Text shown —
____________________

Planning for Construction Delay in 2026
There are periods where delay risk sits in the background. As we sit here in mid-2026 with more macro uncertainty than ever thanks to the Iran War and inflation concerns that never really went away post-COVID, this is not the time to let delay risk go unchecked.
Supply chains remain fragile and labour is still tight with no sign of easing. Global instability continues to affect procurement, particularly for specialist materials. These are not unforeseen events anymore. They are conditions that exist at tender.
That shifts the starting point for planning.
A programme built on ideal sequencing and optimistic procurement durations is unlikely to hold. The issue is not whether delay will occur, but how it will manifest and how it will be evidenced later.
The first adjustment
The first adjustment is recognising procurement as a critical activity. Too often, long lead items sit outside the true critical path. Steel, façade systems, mechanical equipment. If delivery risk sits there, the programme needs to reflect it. Courts have consistently preferred analyses grounded in what actually drove completion, not what the programme suggested might drive it (see Kane Constructions Pty Ltd v Sopov [2005] VSC 237 for a great reference point).
The second
The second is how float is used. Broad contingency applied across the programme rarely helps. It masks risk rather than managing it. Float needs to sit where the risk sits. If façade procurement is exposed to offshore disruption, that is where time contingency belongs. If specialist labour is scarce, sequencing needs to reflect that constraint.

____________________

Required work —
1. Name every long lead item the construction delay text gives as an example.
2. Write the next part of the text on planning for construction delay, picking up after its final sentence.

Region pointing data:
____________________

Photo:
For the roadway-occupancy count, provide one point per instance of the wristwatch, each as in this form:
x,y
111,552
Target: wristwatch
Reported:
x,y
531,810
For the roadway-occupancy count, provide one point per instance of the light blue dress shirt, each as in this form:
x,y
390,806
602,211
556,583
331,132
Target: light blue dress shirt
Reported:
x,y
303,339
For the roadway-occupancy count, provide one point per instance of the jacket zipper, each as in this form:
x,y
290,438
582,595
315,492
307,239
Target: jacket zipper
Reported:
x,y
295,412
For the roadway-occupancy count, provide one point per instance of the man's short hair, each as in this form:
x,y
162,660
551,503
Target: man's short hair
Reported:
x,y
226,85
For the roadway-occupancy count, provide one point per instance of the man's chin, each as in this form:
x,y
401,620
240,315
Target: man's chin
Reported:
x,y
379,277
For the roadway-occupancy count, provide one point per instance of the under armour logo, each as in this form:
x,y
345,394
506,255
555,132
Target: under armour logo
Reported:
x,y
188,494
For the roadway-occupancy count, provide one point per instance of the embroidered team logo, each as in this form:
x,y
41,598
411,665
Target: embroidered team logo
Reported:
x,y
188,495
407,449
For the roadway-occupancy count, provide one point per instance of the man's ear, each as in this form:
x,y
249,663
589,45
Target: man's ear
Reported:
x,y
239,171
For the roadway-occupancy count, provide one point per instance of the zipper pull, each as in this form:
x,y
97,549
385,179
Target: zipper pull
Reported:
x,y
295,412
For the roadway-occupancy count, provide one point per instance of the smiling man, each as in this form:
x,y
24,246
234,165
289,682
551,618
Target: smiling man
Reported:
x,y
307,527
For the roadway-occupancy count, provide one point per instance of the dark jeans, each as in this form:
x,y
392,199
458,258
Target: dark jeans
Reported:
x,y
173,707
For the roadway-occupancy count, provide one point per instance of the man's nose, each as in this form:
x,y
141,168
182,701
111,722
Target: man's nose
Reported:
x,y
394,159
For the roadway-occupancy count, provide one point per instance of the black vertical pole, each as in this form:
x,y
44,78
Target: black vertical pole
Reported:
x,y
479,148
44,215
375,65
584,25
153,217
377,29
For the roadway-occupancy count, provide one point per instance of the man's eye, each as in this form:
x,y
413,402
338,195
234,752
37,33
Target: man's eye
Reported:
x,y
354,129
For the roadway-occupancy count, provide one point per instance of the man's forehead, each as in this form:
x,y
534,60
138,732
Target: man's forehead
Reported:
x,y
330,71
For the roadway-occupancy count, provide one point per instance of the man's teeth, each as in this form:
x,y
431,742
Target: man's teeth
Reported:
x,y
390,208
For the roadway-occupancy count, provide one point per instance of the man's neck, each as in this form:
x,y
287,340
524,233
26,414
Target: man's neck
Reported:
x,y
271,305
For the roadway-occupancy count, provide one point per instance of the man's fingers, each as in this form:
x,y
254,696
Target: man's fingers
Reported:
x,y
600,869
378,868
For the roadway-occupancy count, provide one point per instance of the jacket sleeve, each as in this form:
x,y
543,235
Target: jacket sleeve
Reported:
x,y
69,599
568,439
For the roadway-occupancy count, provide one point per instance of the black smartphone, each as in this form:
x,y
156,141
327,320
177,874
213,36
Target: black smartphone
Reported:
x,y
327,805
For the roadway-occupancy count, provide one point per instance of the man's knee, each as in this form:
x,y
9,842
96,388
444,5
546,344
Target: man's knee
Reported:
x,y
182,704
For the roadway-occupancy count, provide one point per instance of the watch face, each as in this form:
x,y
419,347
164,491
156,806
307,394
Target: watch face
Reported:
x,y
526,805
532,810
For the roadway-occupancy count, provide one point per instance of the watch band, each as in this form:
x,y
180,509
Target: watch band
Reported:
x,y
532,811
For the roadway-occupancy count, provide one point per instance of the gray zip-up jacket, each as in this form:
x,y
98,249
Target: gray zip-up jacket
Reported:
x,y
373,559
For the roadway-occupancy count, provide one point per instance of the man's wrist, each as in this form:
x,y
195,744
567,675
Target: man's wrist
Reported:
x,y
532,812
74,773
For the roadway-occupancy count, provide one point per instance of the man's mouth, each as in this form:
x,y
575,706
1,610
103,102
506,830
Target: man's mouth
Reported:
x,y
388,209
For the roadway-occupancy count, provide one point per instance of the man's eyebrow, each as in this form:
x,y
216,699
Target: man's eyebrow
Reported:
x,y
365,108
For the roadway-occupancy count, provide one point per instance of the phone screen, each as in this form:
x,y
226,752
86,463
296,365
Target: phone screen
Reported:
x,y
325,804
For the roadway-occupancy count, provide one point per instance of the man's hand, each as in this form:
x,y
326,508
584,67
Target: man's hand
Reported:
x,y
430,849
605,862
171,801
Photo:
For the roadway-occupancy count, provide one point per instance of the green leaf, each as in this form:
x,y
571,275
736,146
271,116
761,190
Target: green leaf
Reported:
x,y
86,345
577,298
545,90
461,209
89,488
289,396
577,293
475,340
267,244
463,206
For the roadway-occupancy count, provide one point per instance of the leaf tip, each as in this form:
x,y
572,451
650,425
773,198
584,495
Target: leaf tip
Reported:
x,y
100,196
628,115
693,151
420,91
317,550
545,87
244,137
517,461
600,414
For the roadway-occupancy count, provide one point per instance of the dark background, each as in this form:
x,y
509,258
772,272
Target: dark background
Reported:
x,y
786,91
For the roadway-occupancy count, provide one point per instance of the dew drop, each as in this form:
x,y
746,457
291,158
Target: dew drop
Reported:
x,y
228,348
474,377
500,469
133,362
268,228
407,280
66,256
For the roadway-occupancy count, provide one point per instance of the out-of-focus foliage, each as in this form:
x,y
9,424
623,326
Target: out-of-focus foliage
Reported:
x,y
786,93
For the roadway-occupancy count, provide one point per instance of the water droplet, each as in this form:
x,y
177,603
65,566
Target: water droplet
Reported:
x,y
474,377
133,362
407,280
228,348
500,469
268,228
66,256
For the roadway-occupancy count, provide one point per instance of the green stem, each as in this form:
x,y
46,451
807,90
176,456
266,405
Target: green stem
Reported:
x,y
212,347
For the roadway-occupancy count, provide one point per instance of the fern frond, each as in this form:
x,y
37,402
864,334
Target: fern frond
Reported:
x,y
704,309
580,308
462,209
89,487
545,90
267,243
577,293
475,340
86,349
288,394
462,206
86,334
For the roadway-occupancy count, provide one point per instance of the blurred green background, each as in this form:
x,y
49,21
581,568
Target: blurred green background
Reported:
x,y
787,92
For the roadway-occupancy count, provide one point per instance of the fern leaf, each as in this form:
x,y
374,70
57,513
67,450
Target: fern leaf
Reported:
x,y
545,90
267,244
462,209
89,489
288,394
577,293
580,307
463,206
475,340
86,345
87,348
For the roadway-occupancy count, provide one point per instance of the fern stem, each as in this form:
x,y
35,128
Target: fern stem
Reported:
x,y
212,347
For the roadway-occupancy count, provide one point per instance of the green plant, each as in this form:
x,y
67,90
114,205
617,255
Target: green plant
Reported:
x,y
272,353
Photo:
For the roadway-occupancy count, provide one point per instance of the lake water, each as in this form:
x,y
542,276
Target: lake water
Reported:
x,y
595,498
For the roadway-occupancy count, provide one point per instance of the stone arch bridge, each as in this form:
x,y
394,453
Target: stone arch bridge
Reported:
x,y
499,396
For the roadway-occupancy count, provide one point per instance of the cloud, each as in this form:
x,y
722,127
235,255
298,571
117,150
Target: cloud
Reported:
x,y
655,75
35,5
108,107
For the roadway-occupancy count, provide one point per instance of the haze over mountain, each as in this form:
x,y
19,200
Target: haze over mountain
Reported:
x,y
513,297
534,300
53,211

____________________

Task-by-task outputs —
1. Steel, façade systems, mechanical equipment

2.
The third
The third is record keeping. In an environment where delay risk is known, the burden shifts. It is no longer enough to say something was late. The question becomes whether that delay was foreseeable, and what steps were taken to mitigate it. That requires evidence of procurement decisions, labour planning and communication at the time.
This is consistent with how courts approach delay. They look for cause and effect grounded in fact. Not general conditions nor assumption, instead they look for specific events and records. Santos Ltd v Fluor Australia Pty Ltd [2025] QSC 184 reinforces this. The Court accepted a structured analysis because it was tied to contemporaneous project data and explained how the project actually progressed.
There is also a commercial layer. When delay risk is known at contract stage, entitlement arguments become tighter. If a contractor prices and programmes a job with knowledge of constrained supply, the question becomes whether subsequent delay falls within that assumed risk. That is where the programme and supporting records carry real weight.
Projects that treat current conditions as background noise will struggle to explain delay later. Those that plan for them, document decisions and align their programme with reality will be in a stronger position.
Delay in this environment is not an exception. It is part of the plan.